▸ EXERCISE TASK
Please write out the part of the forum thread on marriage starting at "I am a traveling" and ending at "want to scream.", word for word.

# This is bothering the Hell out of me. Need some ladies' opinions.



## JCD (Sep 2, 2012)

Okay...married for 18 years. She's from a different country but we met in America. 

We have had MANY rough patches. Her culture doesn't communicate very well and I'm a stoic WASP...so communication was ALWAYS a problem.

Frankly, at times we have made ourselves miserable. I got involved with an EA (which I have since dropped). We have three kids. I suggested counseling regularly (even though I think it mostly a crock) but obviously she hates it even more.

The spectre of D raised it's head long overdue and that shocked both of us into talking.

I am a traveling dad. Even with my old job, I was frequently gone for 5 days at a time. She pushed rather hard for me to take up this career (Ladies, be careful what you wish for).

So the burden of the household falls upon her. But I make pretty good money.

She keeps throwing out "My kids have no idea how much I sacrificed for them."

I do not know how to take this. If FEELS terribly offensive to me...like I'm some odious burden she's saddled herself with for 'the kids'. Every time she says it, I want to scream.

Her situation isn't wonderful. She's a single mom who some guy come into her life regularly messing up her schedules. She says she loves me...but I have no idea how to address THIS specific problem. Many times in our marriage, she's made me feel like I was this horrible mistake she's made.

That is rather painful. I've tried to address it once or twice, but I am not sure exactly how she feels...and in some ways, I'm resentful. I've tried very hard to give her exactly what she's wanted...but it isn't good enough.

She said it again yesterday and now I'm coming to TAM about this.

I am not a perfect husband...but to be made to feel like I've ruined everything...that is a heavy burden of guilt to bear.


----------



## Catherine602 (Oct 14, 2010)

You glossed over this biut What were the circumstances of the EA? How did you reconcile and atone fit the betrayal? How long ago. Are you still in contact with your affair partner? What effect do you think that has had on your marriage? 

How old are your kids?
_Posted via Mobile Device_


----------



## JCD (Sep 2, 2012)

▸ DATASET
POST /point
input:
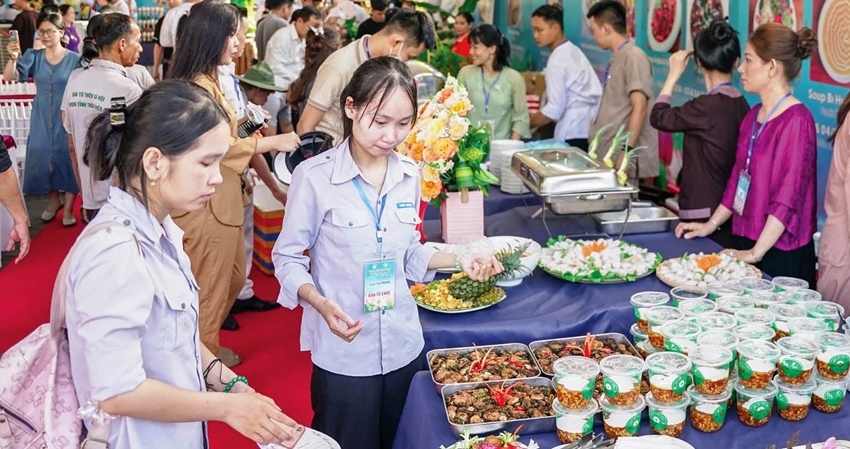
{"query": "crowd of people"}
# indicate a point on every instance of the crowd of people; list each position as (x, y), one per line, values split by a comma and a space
(161, 166)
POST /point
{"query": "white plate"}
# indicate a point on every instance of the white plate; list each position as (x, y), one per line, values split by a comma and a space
(311, 439)
(674, 32)
(829, 69)
(689, 36)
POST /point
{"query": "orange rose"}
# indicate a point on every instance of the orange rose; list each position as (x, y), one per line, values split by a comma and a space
(430, 189)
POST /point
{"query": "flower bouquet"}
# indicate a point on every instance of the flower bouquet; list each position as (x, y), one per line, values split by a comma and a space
(448, 149)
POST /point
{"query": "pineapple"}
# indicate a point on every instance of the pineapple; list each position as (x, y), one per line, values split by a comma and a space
(464, 288)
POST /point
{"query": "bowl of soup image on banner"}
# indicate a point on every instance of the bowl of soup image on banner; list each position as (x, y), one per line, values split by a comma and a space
(700, 14)
(831, 62)
(664, 25)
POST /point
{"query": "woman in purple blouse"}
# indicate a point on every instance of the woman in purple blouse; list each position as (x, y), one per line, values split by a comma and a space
(772, 190)
(71, 38)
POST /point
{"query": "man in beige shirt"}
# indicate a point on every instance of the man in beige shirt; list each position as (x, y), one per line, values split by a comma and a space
(627, 88)
(406, 35)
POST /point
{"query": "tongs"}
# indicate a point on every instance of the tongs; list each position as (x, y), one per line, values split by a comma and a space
(589, 441)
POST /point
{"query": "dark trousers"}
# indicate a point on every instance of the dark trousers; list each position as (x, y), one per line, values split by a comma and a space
(798, 263)
(360, 412)
(579, 143)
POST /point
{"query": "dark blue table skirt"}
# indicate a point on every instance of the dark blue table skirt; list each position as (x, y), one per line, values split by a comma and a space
(543, 306)
(496, 202)
(424, 426)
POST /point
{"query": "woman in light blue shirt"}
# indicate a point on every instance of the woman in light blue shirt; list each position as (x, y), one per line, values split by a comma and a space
(354, 208)
(132, 302)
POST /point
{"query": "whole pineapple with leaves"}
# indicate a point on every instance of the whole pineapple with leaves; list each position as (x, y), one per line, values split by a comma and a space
(464, 288)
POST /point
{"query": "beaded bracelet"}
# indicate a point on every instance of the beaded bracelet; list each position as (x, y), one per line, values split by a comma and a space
(233, 382)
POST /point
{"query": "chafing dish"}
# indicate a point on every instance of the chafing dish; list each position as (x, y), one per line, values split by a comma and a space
(641, 220)
(571, 182)
(482, 349)
(529, 425)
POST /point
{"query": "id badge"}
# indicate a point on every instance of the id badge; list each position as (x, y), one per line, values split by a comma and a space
(378, 285)
(741, 193)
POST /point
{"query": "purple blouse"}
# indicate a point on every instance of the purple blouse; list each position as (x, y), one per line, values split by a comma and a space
(784, 177)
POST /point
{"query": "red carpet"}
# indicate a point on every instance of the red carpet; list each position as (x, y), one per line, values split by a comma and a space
(267, 341)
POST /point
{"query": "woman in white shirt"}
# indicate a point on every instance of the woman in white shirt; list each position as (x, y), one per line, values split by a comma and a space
(354, 208)
(132, 302)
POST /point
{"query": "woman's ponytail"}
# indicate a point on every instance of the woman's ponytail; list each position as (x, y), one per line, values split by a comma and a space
(102, 143)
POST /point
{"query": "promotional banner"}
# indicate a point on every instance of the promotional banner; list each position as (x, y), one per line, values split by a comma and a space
(662, 27)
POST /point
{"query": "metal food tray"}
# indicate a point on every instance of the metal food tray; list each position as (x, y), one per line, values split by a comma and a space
(562, 171)
(591, 202)
(469, 349)
(641, 220)
(529, 425)
(617, 337)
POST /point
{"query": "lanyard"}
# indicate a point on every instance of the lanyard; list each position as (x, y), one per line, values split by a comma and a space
(608, 67)
(487, 92)
(754, 134)
(379, 233)
(718, 87)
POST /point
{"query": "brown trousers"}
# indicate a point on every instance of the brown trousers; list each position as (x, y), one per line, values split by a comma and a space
(217, 253)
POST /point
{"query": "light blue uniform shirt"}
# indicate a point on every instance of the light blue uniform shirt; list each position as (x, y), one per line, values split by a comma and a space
(326, 215)
(132, 317)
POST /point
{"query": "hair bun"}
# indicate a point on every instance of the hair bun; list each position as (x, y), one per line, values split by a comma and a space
(806, 42)
(721, 32)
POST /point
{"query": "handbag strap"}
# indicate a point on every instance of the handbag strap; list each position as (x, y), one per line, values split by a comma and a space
(60, 286)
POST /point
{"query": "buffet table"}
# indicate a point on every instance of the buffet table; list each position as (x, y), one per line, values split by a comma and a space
(544, 307)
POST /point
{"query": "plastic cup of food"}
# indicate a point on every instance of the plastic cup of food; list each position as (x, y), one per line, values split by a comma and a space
(830, 312)
(833, 360)
(797, 360)
(756, 284)
(575, 380)
(828, 397)
(621, 376)
(732, 304)
(783, 313)
(755, 405)
(667, 418)
(621, 421)
(639, 337)
(763, 300)
(710, 368)
(720, 289)
(669, 376)
(807, 327)
(708, 413)
(755, 316)
(716, 320)
(680, 336)
(755, 332)
(800, 296)
(793, 401)
(694, 307)
(720, 337)
(784, 283)
(573, 424)
(687, 292)
(756, 363)
(655, 318)
(645, 300)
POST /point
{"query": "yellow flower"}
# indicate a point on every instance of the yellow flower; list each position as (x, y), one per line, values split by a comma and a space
(461, 107)
(430, 189)
(458, 128)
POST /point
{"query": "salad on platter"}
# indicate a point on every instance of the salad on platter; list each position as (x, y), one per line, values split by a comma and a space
(699, 270)
(597, 261)
(504, 440)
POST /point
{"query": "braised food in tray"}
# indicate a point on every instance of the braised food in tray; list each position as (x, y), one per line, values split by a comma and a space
(495, 403)
(482, 364)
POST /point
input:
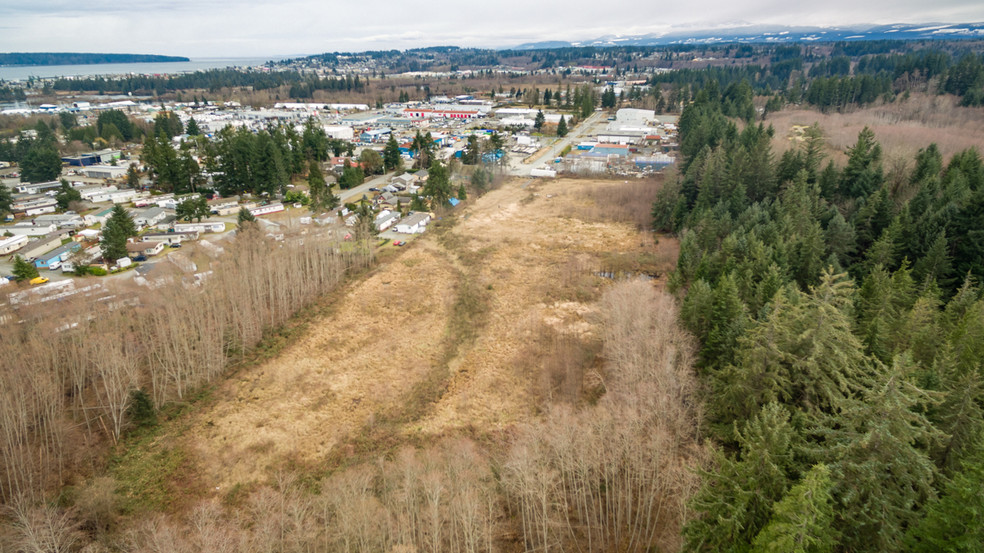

▸ FINAL RESULT
I am a traveling dad. Even with my old job, I was frequently gone for 5 days at a time. She pushed rather hard for me to take up this career (Ladies, be careful what you wish for).

So the burden of the household falls upon her. But I make pretty good money.

She keeps throwing out "My kids have no idea how much I sacrificed for them."

I do not know how to take this. If FEELS terribly offensive to me...like I'm some odious burden she's saddled herself with for 'the kids'. Every time she says it, I want to scream.